-- Information shown follows --
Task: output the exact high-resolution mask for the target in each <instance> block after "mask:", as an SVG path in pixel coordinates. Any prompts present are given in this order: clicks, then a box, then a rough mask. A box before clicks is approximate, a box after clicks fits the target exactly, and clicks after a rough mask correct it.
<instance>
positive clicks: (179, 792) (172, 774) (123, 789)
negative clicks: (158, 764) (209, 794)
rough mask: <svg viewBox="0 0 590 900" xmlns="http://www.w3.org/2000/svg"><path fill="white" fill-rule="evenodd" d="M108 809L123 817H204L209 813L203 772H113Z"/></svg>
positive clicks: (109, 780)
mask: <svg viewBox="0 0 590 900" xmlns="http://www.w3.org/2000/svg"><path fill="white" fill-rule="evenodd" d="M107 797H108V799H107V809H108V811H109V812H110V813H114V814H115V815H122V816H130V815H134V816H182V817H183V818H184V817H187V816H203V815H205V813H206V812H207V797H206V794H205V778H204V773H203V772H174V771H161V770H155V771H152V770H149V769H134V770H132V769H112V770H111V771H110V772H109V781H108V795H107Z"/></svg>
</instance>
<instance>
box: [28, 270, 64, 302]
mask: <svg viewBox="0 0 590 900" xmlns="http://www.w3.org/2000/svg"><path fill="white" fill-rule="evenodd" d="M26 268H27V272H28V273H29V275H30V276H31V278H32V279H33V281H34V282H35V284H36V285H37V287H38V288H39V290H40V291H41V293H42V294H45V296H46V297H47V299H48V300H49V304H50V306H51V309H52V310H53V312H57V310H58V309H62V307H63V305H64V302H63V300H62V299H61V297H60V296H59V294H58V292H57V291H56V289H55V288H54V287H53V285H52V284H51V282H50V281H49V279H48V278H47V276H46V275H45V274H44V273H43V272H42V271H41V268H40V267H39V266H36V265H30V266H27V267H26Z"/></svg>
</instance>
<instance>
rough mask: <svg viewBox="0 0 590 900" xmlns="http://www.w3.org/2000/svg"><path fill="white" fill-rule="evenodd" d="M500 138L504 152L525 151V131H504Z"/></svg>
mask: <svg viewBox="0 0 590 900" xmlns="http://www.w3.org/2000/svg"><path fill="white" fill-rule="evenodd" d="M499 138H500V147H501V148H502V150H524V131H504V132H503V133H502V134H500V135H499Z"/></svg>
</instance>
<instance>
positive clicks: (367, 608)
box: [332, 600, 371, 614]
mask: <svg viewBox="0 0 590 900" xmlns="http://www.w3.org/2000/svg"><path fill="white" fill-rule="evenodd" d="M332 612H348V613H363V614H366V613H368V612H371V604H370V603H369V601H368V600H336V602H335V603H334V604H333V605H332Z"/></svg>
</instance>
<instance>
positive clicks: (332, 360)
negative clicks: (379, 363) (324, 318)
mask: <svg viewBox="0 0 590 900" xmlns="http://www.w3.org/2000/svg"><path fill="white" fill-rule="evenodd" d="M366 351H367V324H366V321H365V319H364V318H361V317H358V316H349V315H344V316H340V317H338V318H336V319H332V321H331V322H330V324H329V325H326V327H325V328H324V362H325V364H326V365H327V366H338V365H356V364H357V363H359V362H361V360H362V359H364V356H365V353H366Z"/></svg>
-- Information shown concluded --
What is expected — Starting with the first entry and ending with the last, give all of them again unchanged.

Answer for this exercise —
Task: output the exact high-resolution mask for the target in each <instance> block after "mask:", as an SVG path in pixel coordinates. Any prompts present are given in this order: clicks, then a box, then a rough mask. A box before clicks is approximate, a box after clicks fits the target exactly, and clicks after a rough mask correct it.
<instance>
positive clicks: (179, 792) (172, 774) (123, 789)
negative clicks: (158, 764) (209, 794)
rough mask: <svg viewBox="0 0 590 900" xmlns="http://www.w3.org/2000/svg"><path fill="white" fill-rule="evenodd" d="M108 809L123 817H204L209 813L203 772H113Z"/></svg>
positive clicks: (109, 780)
mask: <svg viewBox="0 0 590 900" xmlns="http://www.w3.org/2000/svg"><path fill="white" fill-rule="evenodd" d="M107 797H108V799H107V809H108V811H109V812H110V813H114V814H115V815H122V816H130V815H134V816H182V817H183V818H184V817H187V816H203V815H205V813H206V812H207V797H206V794H205V778H204V773H203V772H174V771H161V770H155V771H152V770H149V769H134V770H132V769H112V770H111V771H110V772H109V781H108V795H107Z"/></svg>
</instance>
<instance>
box: [28, 270, 64, 302]
mask: <svg viewBox="0 0 590 900" xmlns="http://www.w3.org/2000/svg"><path fill="white" fill-rule="evenodd" d="M26 268H27V272H28V273H29V275H30V276H31V278H32V279H33V281H34V282H35V284H36V285H37V287H38V288H39V290H40V291H41V293H42V294H45V296H46V297H47V299H48V300H49V304H50V306H51V309H52V310H53V312H57V310H58V309H62V307H63V305H64V302H63V300H62V299H61V297H60V296H59V294H58V292H57V291H56V289H55V288H54V287H53V285H52V284H51V282H50V281H49V279H48V278H47V276H46V275H45V274H44V273H43V272H42V271H41V268H40V267H39V266H36V265H30V266H27V267H26Z"/></svg>
</instance>
<instance>
rough mask: <svg viewBox="0 0 590 900" xmlns="http://www.w3.org/2000/svg"><path fill="white" fill-rule="evenodd" d="M500 138L504 152L525 151V131H504Z"/></svg>
mask: <svg viewBox="0 0 590 900" xmlns="http://www.w3.org/2000/svg"><path fill="white" fill-rule="evenodd" d="M499 138H500V147H501V148H502V150H524V131H504V132H503V133H502V134H500V135H499Z"/></svg>
</instance>
<instance>
positive clicks: (367, 608)
box: [332, 600, 371, 614]
mask: <svg viewBox="0 0 590 900" xmlns="http://www.w3.org/2000/svg"><path fill="white" fill-rule="evenodd" d="M332 612H348V613H363V614H366V613H368V612H371V604H370V603H369V601H368V600H336V602H335V603H334V604H333V605H332Z"/></svg>
</instance>
<instance>
positive clicks: (332, 360)
negative clicks: (379, 363) (324, 318)
mask: <svg viewBox="0 0 590 900" xmlns="http://www.w3.org/2000/svg"><path fill="white" fill-rule="evenodd" d="M366 351H367V324H366V321H365V319H364V318H361V317H358V316H349V315H344V316H340V317H338V318H336V319H332V321H331V322H330V324H329V325H326V327H325V328H324V362H325V364H326V365H327V366H338V365H356V364H357V363H359V362H361V360H362V359H364V356H365V353H366Z"/></svg>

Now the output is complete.